(Collected data)
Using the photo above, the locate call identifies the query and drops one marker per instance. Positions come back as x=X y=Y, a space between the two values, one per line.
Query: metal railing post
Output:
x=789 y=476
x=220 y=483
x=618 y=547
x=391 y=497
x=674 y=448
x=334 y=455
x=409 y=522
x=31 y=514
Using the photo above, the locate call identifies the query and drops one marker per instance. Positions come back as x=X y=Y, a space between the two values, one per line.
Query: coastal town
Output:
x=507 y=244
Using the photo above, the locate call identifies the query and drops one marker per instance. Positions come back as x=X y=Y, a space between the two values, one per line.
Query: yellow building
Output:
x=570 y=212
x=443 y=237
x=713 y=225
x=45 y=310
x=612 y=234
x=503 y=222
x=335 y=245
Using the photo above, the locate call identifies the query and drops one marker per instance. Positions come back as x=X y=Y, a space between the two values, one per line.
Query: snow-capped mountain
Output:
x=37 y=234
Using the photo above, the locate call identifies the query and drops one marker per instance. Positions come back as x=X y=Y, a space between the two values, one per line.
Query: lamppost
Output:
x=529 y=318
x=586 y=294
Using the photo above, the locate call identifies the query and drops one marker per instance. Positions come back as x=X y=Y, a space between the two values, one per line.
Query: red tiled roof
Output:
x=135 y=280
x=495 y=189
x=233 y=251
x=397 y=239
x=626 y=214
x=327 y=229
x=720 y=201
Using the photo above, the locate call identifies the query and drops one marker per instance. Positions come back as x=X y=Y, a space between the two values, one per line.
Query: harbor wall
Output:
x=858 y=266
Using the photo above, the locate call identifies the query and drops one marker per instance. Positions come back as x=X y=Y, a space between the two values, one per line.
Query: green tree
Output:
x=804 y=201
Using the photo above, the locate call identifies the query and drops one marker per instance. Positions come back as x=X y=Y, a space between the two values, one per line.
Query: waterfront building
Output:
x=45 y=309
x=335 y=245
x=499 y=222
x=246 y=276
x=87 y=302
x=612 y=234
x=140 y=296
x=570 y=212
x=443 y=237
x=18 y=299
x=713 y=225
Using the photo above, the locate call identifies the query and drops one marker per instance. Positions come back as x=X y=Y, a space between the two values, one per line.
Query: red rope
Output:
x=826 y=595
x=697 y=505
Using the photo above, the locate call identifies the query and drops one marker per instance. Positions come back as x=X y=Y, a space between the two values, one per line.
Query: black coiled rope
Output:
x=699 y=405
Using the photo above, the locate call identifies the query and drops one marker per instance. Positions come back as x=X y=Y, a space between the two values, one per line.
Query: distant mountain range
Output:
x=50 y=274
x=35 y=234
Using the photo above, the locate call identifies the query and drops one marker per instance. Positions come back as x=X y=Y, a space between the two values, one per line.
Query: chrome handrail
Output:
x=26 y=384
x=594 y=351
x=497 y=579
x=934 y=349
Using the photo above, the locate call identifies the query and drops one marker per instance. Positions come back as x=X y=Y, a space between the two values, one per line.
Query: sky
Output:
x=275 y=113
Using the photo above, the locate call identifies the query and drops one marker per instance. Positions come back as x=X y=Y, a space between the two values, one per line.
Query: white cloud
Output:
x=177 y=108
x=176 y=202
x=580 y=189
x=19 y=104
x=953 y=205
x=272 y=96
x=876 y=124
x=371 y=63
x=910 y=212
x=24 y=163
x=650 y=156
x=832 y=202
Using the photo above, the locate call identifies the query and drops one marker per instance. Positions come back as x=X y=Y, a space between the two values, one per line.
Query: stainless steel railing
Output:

__Task statement__: Reproduce the rows from the beginning through the line containing "x=507 y=244", substituting "harbor town" for "coastal town" and leaving everything else unchanged.

__Final result__:
Using the photo above, the locate call identifies the query and drops one marker per instance. Positions come back as x=X y=Y, a space between the two values, one per line.
Query: metal railing post
Output:
x=789 y=476
x=220 y=483
x=618 y=547
x=391 y=497
x=674 y=448
x=334 y=455
x=409 y=522
x=31 y=514
Using the photo above, the locate call identifies the query and drops one marker per instance. Positions come back as x=X y=Y, a space between the two values, one per line.
Query: harbor town
Output:
x=507 y=244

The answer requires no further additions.